» **DESCRIPTION OF THE TASK**:
Render every line of the items below as a JSON list of strings, one string per line, omitting any blank lines.

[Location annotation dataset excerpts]
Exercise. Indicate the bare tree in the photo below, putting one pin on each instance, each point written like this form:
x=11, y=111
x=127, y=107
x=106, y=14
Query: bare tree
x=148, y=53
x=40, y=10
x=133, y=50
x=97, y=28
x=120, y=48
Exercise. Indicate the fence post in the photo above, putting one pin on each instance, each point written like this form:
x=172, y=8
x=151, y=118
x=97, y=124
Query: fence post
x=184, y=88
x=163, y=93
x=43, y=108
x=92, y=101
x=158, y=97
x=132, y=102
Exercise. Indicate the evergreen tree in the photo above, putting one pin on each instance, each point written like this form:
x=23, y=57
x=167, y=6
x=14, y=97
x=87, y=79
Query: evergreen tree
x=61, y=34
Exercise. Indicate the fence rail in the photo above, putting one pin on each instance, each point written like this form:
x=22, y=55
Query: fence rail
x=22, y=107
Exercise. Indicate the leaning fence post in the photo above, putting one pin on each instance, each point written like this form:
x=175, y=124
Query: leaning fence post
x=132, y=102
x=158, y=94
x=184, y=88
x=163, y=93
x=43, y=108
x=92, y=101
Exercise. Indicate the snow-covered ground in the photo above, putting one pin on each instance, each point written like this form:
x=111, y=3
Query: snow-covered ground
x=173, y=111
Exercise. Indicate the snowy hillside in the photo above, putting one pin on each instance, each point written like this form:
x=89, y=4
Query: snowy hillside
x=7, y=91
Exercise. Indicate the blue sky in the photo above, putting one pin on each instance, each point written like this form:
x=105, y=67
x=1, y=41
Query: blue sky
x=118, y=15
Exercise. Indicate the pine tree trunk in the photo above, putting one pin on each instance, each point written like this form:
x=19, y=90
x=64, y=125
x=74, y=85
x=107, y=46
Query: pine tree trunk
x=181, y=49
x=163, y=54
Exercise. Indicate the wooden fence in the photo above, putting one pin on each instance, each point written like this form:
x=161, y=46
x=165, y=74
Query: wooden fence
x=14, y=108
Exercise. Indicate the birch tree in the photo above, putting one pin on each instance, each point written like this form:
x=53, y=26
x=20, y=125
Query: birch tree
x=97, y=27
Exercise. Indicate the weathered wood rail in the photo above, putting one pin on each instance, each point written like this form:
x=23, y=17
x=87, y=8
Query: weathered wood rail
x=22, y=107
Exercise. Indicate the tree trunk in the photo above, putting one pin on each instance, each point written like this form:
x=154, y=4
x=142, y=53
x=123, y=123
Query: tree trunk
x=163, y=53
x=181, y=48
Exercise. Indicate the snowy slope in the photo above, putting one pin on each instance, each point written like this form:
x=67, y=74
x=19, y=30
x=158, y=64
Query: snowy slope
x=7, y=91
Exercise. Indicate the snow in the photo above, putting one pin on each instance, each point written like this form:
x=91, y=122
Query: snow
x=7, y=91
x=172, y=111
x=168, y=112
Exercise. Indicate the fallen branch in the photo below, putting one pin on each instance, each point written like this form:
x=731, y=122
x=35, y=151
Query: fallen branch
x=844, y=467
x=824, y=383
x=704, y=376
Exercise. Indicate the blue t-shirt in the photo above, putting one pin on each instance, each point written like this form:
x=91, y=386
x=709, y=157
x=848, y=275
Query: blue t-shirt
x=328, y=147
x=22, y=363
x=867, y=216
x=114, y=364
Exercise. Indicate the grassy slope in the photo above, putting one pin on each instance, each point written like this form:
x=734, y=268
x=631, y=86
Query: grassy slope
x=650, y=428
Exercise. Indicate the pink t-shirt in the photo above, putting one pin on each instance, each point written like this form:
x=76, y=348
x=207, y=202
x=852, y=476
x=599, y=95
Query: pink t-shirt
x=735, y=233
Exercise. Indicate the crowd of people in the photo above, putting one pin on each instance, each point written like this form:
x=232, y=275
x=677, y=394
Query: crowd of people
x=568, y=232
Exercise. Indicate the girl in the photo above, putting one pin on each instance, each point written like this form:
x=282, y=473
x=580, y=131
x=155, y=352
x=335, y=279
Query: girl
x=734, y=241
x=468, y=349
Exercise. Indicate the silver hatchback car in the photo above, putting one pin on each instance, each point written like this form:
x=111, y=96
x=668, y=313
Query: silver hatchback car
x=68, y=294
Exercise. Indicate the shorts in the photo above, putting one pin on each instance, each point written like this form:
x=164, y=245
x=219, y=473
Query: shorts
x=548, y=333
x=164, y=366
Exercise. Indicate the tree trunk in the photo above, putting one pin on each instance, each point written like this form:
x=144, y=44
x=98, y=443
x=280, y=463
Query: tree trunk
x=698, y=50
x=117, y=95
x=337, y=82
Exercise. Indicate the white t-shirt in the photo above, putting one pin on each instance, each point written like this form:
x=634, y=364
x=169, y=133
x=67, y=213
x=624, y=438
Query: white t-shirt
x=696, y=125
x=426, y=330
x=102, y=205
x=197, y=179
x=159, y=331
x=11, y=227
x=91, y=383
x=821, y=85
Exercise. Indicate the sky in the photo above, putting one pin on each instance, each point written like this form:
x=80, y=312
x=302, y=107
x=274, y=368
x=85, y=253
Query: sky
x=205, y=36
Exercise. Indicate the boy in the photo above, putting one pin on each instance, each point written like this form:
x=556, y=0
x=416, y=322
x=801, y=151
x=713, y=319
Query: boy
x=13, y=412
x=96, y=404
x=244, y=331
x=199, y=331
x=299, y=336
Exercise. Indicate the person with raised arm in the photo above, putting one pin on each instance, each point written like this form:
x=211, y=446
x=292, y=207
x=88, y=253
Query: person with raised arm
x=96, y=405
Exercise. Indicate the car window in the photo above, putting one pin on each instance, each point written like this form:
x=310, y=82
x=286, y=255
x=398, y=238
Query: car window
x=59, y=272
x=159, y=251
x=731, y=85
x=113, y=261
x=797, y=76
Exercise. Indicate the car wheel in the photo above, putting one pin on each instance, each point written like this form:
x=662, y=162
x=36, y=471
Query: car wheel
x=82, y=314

» **RESPONSE**:
[
  "Exercise. Indicate the bare tree in the photo below, putting one pin on each instance, each point written like this form:",
  "x=11, y=111",
  "x=127, y=107",
  "x=106, y=14",
  "Query: bare tree",
  "x=148, y=53",
  "x=40, y=10",
  "x=133, y=50",
  "x=97, y=28",
  "x=120, y=48",
  "Exercise. Indicate the fence post in the photo above, putting one pin on each instance, each point written like this form:",
  "x=172, y=8",
  "x=151, y=118",
  "x=97, y=124",
  "Query: fence post",
  "x=184, y=88",
  "x=163, y=93",
  "x=43, y=108",
  "x=92, y=101",
  "x=158, y=97",
  "x=132, y=102",
  "Exercise. Indicate the evergreen tree in the photo above, putting one pin on each instance, each point written like this form:",
  "x=23, y=57",
  "x=167, y=6",
  "x=14, y=97",
  "x=87, y=79",
  "Query: evergreen tree",
  "x=61, y=34",
  "Exercise. Indicate the fence rail in the photo above, putting one pin on each instance, each point written like this form:",
  "x=22, y=55",
  "Query: fence rail",
  "x=22, y=107",
  "Exercise. Indicate the leaning fence post in the photo above, putting one pin on each instance, each point written like this form:",
  "x=175, y=124",
  "Query: leaning fence post",
  "x=132, y=102",
  "x=158, y=94",
  "x=184, y=88",
  "x=163, y=93",
  "x=43, y=108",
  "x=92, y=101",
  "Exercise. Indicate the snow-covered ground in the photo above, putting one pin on each instance, each point written like this form:",
  "x=111, y=3",
  "Query: snow-covered ground",
  "x=173, y=111",
  "Exercise. Indicate the snowy hillside in the photo above, putting one pin on each instance, each point written like this form:",
  "x=89, y=4",
  "Query: snowy hillside",
  "x=7, y=91",
  "Exercise. Indicate the blue sky in the photo above, putting one pin on each instance, each point written like this form:",
  "x=105, y=67",
  "x=1, y=41",
  "Query: blue sky",
  "x=118, y=15",
  "Exercise. Indicate the pine tree trunk in the photo above, putting one pin on each instance, each point written like this form:",
  "x=19, y=90",
  "x=64, y=125",
  "x=74, y=85",
  "x=107, y=46",
  "Query: pine tree trunk",
  "x=181, y=49",
  "x=163, y=54",
  "Exercise. Indicate the wooden fence in the photo above, putting one pin on each instance, each point written like this form:",
  "x=161, y=46",
  "x=165, y=74",
  "Query: wooden fence",
  "x=14, y=108",
  "Exercise. Indicate the birch tree in the photo above, putting one pin on each instance, each point written like this form:",
  "x=53, y=26",
  "x=20, y=125",
  "Query: birch tree",
  "x=97, y=27",
  "Exercise. Indicate the weathered wood rail in the photo above, putting one pin on each instance, each point written like this form:",
  "x=23, y=17",
  "x=87, y=8",
  "Query: weathered wood rail",
  "x=22, y=107",
  "Exercise. Indicate the tree trunk in the photo above, putting one pin on each instance, each point written like this form:",
  "x=154, y=4",
  "x=142, y=53",
  "x=123, y=123",
  "Query: tree trunk",
  "x=163, y=53",
  "x=181, y=48",
  "Exercise. Indicate the snowy slope in the photo above, putting one pin on each instance, each point written like this form:",
  "x=67, y=74",
  "x=19, y=30",
  "x=158, y=64",
  "Query: snowy slope",
  "x=7, y=91",
  "Exercise. Indicate the snow in the photo above, putting one pin on each instance, each point written like this form:",
  "x=91, y=122",
  "Query: snow",
  "x=7, y=91",
  "x=172, y=111",
  "x=168, y=112",
  "Exercise. Indicate the fallen branch in the photo below, putting one pin on each instance, each point written like this form:",
  "x=731, y=122",
  "x=35, y=151",
  "Query: fallen branch",
  "x=844, y=467",
  "x=824, y=383",
  "x=704, y=376",
  "Exercise. Indicate the blue t-shirt in the photo above, putting one pin on each instance, each point written like this form:",
  "x=91, y=386",
  "x=709, y=157",
  "x=848, y=275",
  "Query: blue t-shirt",
  "x=328, y=147",
  "x=22, y=363",
  "x=867, y=216",
  "x=114, y=364",
  "Exercise. Indicate the grassy slope in the photo above, putting one pin on each instance, each point written like this form:",
  "x=734, y=268",
  "x=631, y=86",
  "Query: grassy slope",
  "x=650, y=428",
  "Exercise. Indicate the pink t-shirt in the photo above, putting one pin on each instance, each point written like this form:",
  "x=76, y=348",
  "x=207, y=202",
  "x=852, y=476",
  "x=599, y=95",
  "Query: pink t-shirt",
  "x=735, y=233",
  "Exercise. Indicate the crowd of people in the photo above, putting one pin on each instance, each point written like this form:",
  "x=232, y=275",
  "x=677, y=394",
  "Query: crowd of people",
  "x=568, y=232",
  "Exercise. Indicate the girl in the photo above, putting one pin on each instance, each point written like this form:",
  "x=282, y=473",
  "x=580, y=131",
  "x=155, y=352",
  "x=335, y=279",
  "Query: girl",
  "x=734, y=241",
  "x=468, y=349",
  "Exercise. Indicate the silver hatchback car in the photo above, putting one pin on each instance, each point written like this form:",
  "x=111, y=96",
  "x=668, y=313",
  "Query: silver hatchback car",
  "x=68, y=294",
  "Exercise. Indicate the shorts in the photo above, putting one pin on each instance, each point written like this form:",
  "x=164, y=245",
  "x=219, y=473",
  "Query: shorts",
  "x=548, y=333",
  "x=164, y=366",
  "Exercise. Indicate the tree trunk in the photo above, putting one pin on each instance, each point written like this form:",
  "x=144, y=44",
  "x=98, y=443",
  "x=280, y=463",
  "Query: tree trunk",
  "x=698, y=50",
  "x=117, y=95",
  "x=337, y=82",
  "Exercise. Indicate the white t-shirt in the photo above, putting one pin on each instance, each point written like this form:",
  "x=634, y=364",
  "x=169, y=133",
  "x=67, y=213",
  "x=624, y=438",
  "Query: white t-shirt",
  "x=696, y=125",
  "x=426, y=330",
  "x=102, y=205",
  "x=197, y=179",
  "x=159, y=331",
  "x=11, y=227",
  "x=91, y=383",
  "x=821, y=85",
  "Exercise. Indicate the sky in the photo above, putting one pin on each instance, each point written like this form:",
  "x=80, y=312",
  "x=302, y=107",
  "x=274, y=368",
  "x=85, y=253",
  "Query: sky",
  "x=205, y=36",
  "Exercise. Indicate the boy in the photo above, putting one pin on each instance, each point written like this form:",
  "x=556, y=0",
  "x=416, y=322",
  "x=801, y=151",
  "x=713, y=319",
  "Query: boy",
  "x=13, y=412",
  "x=96, y=404",
  "x=244, y=331",
  "x=199, y=331",
  "x=299, y=336",
  "Exercise. Indicate the person with raised arm in the photo above, putting one pin on each instance, each point written like this form:",
  "x=211, y=446",
  "x=292, y=207",
  "x=88, y=253",
  "Query: person with raised arm",
  "x=96, y=405",
  "Exercise. Indicate the car window in the photo above, putting one pin on each instance, each point written like this form:",
  "x=310, y=82",
  "x=286, y=255",
  "x=398, y=238",
  "Query: car window",
  "x=59, y=272",
  "x=159, y=251",
  "x=731, y=85",
  "x=113, y=261",
  "x=797, y=76",
  "Exercise. Indicate the car wheel in the photo above, putting one pin on each instance, each point written like this form:",
  "x=662, y=162",
  "x=36, y=471",
  "Query: car wheel",
  "x=82, y=314"
]